Repeat, exactly and completely, the entries shown underneath.
─── Material supplied ───
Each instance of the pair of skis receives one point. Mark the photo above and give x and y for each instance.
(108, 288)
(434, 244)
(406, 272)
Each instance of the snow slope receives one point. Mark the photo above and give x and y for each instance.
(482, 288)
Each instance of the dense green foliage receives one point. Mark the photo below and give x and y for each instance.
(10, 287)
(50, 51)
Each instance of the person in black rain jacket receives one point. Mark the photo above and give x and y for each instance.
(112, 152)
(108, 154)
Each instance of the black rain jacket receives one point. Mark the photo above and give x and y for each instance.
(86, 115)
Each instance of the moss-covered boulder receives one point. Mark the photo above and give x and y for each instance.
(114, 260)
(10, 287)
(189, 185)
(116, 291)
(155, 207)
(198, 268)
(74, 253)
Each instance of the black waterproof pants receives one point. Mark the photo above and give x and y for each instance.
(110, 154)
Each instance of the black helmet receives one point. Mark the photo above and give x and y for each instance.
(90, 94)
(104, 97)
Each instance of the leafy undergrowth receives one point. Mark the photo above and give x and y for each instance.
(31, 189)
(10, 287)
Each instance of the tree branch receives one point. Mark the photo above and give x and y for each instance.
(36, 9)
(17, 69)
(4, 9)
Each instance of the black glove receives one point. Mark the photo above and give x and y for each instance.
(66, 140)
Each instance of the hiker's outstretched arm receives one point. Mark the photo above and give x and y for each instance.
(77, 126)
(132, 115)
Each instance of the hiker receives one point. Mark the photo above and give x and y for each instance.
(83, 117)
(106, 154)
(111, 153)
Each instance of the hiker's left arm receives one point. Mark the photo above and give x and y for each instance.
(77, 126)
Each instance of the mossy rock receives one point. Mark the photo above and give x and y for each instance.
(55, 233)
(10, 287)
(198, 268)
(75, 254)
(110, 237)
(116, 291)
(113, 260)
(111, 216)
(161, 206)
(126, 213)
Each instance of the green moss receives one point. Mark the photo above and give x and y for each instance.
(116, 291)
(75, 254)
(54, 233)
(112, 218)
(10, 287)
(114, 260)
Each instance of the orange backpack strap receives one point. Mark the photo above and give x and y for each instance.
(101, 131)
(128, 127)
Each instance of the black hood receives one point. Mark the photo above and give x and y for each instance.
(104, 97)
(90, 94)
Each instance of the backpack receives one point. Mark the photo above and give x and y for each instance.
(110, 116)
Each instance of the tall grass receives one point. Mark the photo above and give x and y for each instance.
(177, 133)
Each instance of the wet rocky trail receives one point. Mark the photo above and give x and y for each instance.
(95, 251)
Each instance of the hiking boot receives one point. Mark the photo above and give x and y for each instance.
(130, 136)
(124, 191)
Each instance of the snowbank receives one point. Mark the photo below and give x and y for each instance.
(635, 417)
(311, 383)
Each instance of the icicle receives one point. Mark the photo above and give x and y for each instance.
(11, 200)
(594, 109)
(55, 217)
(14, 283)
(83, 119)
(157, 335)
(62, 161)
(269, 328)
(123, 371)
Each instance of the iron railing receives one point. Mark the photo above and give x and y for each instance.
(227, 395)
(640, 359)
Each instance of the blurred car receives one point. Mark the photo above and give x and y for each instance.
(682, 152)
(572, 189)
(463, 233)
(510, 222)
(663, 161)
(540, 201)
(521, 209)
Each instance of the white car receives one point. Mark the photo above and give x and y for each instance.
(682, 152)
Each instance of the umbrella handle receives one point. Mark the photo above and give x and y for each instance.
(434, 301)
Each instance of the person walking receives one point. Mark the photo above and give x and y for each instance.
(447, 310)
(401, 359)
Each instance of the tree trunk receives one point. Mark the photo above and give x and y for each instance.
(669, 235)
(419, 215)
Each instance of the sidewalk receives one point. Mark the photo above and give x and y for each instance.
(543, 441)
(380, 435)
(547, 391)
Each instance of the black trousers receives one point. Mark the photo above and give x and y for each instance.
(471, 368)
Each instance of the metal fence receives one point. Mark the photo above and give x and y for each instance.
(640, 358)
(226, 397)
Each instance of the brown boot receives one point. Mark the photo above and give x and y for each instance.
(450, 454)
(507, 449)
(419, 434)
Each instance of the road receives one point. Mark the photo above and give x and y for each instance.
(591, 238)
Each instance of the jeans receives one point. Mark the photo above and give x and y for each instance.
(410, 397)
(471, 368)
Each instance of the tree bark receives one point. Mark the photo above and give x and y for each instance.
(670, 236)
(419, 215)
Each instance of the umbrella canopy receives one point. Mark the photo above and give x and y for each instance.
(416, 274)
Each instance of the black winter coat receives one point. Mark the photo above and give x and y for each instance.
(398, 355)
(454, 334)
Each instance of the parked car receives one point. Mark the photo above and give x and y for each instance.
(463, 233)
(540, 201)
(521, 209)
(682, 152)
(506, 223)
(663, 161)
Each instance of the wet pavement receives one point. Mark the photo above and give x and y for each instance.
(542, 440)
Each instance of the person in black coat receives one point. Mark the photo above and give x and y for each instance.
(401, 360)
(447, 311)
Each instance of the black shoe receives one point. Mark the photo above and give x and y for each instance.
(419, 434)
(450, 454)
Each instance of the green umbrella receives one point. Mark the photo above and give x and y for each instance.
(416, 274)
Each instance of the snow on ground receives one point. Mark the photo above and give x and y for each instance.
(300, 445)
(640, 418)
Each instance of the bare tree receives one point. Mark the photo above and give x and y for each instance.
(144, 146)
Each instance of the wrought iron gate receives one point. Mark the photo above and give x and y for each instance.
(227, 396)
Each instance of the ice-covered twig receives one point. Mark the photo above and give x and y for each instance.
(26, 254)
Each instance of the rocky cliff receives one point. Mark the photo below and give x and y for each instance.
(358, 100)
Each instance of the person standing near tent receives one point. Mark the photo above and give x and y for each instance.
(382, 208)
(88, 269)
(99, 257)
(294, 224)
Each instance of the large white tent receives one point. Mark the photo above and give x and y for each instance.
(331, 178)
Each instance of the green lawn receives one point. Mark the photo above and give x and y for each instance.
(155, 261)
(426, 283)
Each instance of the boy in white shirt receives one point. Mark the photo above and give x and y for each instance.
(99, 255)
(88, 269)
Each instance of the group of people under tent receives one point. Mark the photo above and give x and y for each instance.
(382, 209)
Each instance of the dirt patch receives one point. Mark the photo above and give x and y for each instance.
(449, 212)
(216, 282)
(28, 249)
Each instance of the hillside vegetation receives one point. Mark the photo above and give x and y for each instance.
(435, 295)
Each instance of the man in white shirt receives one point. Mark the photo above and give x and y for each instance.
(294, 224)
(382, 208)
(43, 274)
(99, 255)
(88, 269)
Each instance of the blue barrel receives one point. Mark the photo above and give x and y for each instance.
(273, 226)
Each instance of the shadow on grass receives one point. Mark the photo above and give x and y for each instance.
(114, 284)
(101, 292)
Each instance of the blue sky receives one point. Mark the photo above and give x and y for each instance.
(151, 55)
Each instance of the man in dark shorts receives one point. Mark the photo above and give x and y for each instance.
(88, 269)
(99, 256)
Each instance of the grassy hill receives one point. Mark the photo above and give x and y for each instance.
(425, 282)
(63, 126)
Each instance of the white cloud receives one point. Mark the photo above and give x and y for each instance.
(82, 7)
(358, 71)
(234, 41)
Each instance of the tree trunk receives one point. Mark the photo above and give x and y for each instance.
───
Response area:
Each instance of the pair of skis receives one point. Mark the photo above and give x and y for each instance.
(108, 288)
(434, 244)
(406, 272)
Each instance of the snow slope receives one point. Mark the photo above and give x and y for each instance.
(482, 288)
Each instance of the dense green foliage receives one point. Mark the photo below and give x and y for each instance.
(10, 287)
(50, 51)
Each instance of the person in black rain jacket receives one point. Mark the photo above and give x and y for each instance.
(112, 152)
(108, 154)
Each instance of the black rain jacket receives one point. Mark the photo above and give x and y for each instance.
(86, 115)
Each instance of the moss-covered boulder receives one point. Mark the photo above and give x and y for each instance.
(114, 260)
(10, 287)
(189, 185)
(116, 291)
(155, 207)
(198, 268)
(74, 253)
Each instance of the black waterproof pants receives one point. Mark the photo above and give x and y for each instance.
(110, 154)
Each instance of the black helmet receives one point. Mark the photo above and give x and y for each instance.
(90, 94)
(104, 97)
Each instance of the leafy undergrowth receives one point. Mark the photo above and give x and y for each instance.
(31, 189)
(10, 287)
Each instance of the tree branch receives one point. Mark the photo above and give x and y for each instance.
(36, 9)
(17, 69)
(4, 9)
Each instance of the black glove receives one point. Mark the photo above and give x and y for each instance.
(66, 140)
Each instance of the hiker's outstretched arm receives one point. Mark the photo above and give x and y for each instance.
(77, 126)
(132, 115)
Each instance of the hiker receives one point. Mark the photo above and give x and y for each instance.
(83, 117)
(106, 154)
(111, 153)
Each instance of the hiker's left arm receives one point. Mark the photo above and give x and y for each instance.
(77, 126)
Each instance of the mossy rock receives one point. Mark the photo above and give x and y for each instance.
(55, 233)
(10, 287)
(198, 268)
(75, 254)
(110, 237)
(116, 291)
(113, 260)
(111, 216)
(161, 206)
(126, 213)
Each instance of the green moss receives one point. Mark the photo above and give x and y for each instance.
(116, 291)
(75, 254)
(54, 233)
(112, 218)
(10, 287)
(114, 260)
Each instance of the orange backpack strap receives one point. Mark the photo above and give x and y for each instance.
(101, 131)
(128, 127)
Each instance of the black hood receives one point. Mark the photo above and give x and y for each instance.
(104, 97)
(90, 94)
Each instance of the backpack receives one point. Mark the photo above and give x and y for each instance.
(110, 116)
Each instance of the tall grass receives one point. Mark the photo above and give x and y for each instance.
(177, 133)
Each instance of the wet rocky trail receives one point. Mark the photo above and give x and y for each instance.
(95, 251)
Each instance of the hiking boot receives one point. Mark the photo above and give x and y for each instance.
(130, 136)
(124, 191)
Each instance of the snowbank receives one point. Mark the photo below and give x and y for each instance.
(635, 417)
(311, 383)
Each instance of the icicle receives one point. Mark the photo above and give x and y for each instance.
(11, 200)
(594, 109)
(55, 217)
(14, 283)
(83, 119)
(157, 335)
(62, 161)
(269, 328)
(123, 371)
Each instance of the iron railing receives one point. Mark the photo above and give x and y for each instance.
(227, 395)
(640, 359)
Each instance of the blurred car receives one point. Mark the photo above and give x and y for each instance.
(682, 152)
(572, 189)
(463, 233)
(510, 222)
(663, 161)
(540, 201)
(521, 209)
Each instance of the white car receives one point. Mark the photo above and give x and y for each instance.
(682, 152)
Each instance of the umbrella handle receives one point. Mark the photo above and give x and y for each instance.
(434, 301)
Each instance of the person walking receives one point. Mark the photo above and give x and y for each instance.
(447, 310)
(401, 359)
Each instance of the tree trunk receives one point. Mark the photo above and give x and y for each instance.
(669, 235)
(419, 215)
Each instance of the sidewalk receives one point. Mark the photo above and give x and y for each instance.
(543, 441)
(380, 435)
(547, 391)
Each instance of the black trousers receives one point. Mark the photo above and give x and y for each instance.
(471, 368)
Each instance of the metal fence receives one point. Mark the photo above and give x and y for each instance.
(640, 358)
(226, 397)
Each instance of the brown boot receives one point. Mark the photo above and give x and y for each instance.
(450, 454)
(507, 449)
(419, 434)
Each instance of the road receives one point. Mark the photo above and give x and y for each instance.
(591, 238)
Each instance of the jeans receives one point. Mark the photo above and give x and y for each instance.
(410, 397)
(471, 368)
Each instance of the tree bark receives one point. Mark the photo above and give x and y for each instance.
(670, 236)
(419, 215)
Each instance of the umbrella canopy receives one point. Mark the photo above and give x and y for each instance.
(416, 274)
Each instance of the black winter coat receives one point. Mark the photo above and give x and y for each instance.
(398, 355)
(454, 334)
Each instance of the parked car receives one point. Mark the photo above and give x and y for each instance.
(463, 233)
(540, 201)
(521, 209)
(682, 152)
(506, 223)
(663, 161)
Each instance of the wet pavement receives one point. Mark the photo above and give x and y for each instance.
(542, 440)
Each instance of the person in black coat receives one point. Mark the photo above and give x and y for each instance.
(401, 360)
(447, 311)
Each instance of the black shoe receives one point. Mark the photo above and give x and y for each instance.
(419, 434)
(450, 454)
Each instance of the green umbrella receives one point. Mark the photo above and give x and y for each instance.
(416, 274)
Each instance of the snow on ground receives one point. Mark the photo above and give x and y for each instance.
(300, 445)
(640, 418)
Each instance of the bare tree receives one point. Mark the photo above and give x and y for each instance.
(144, 146)
Each instance of the wrought iron gate receives one point. Mark the photo above and give x and y for each instance.
(227, 396)
Each instance of the ice-covered twig receives one point. Mark the photo above and give x and y for each instance.
(26, 254)
Each instance of the rocky cliff receives one point. Mark the photo below and give x and y for each instance.
(358, 100)
Each instance of the person standing near tent receives one point. Mark the photo above and give x and y for each instance.
(382, 208)
(88, 269)
(99, 257)
(294, 224)
Each instance of the large white tent receives one point. Mark the photo above and give x and y for each instance.
(331, 178)
Each instance of the green lawn receives one point. Mark the photo above and give x and y for each instance.
(155, 261)
(426, 283)
Each instance of the boy in white shirt receives one point. Mark the photo above and give x and y for each instance.
(99, 255)
(88, 269)
Each instance of the group of people under tent receives one point. Mark the photo above and give x and y for each instance.
(382, 209)
Each instance of the dirt patch receives one point. Mark the photo above and give x and y for each instance.
(449, 212)
(216, 282)
(28, 249)
Each instance of the hillside vegetation receives one point. Mark the photo above and give x and y for each instance.
(435, 295)
Each instance of the man in white shirt receives one point. Mark the photo above and give x and y for each instance.
(294, 224)
(382, 208)
(43, 274)
(99, 255)
(88, 269)
Each instance of the blue barrel receives one point. Mark the photo above and give x and y for each instance.
(273, 226)
Each instance of the shadow on grass receives one point. Mark the photo above and give x and y for each instance.
(114, 284)
(101, 292)
Each instance of the blue sky receives one point. Mark the photo above and give x and y for each instance.
(151, 55)
Each instance of the man in dark shorts receives one point. Mark the photo above and give x and y for each instance.
(88, 269)
(99, 256)
Each instance of the grassy hill receives one point. Mark the photo above and give x and y for each instance.
(425, 282)
(63, 126)
Each instance of the white cloud receives one point. Mark the photo above and give x and y for each instance.
(82, 7)
(358, 71)
(234, 41)
Each instance of the tree trunk receives one point. Mark the photo above and give x and y for each instance.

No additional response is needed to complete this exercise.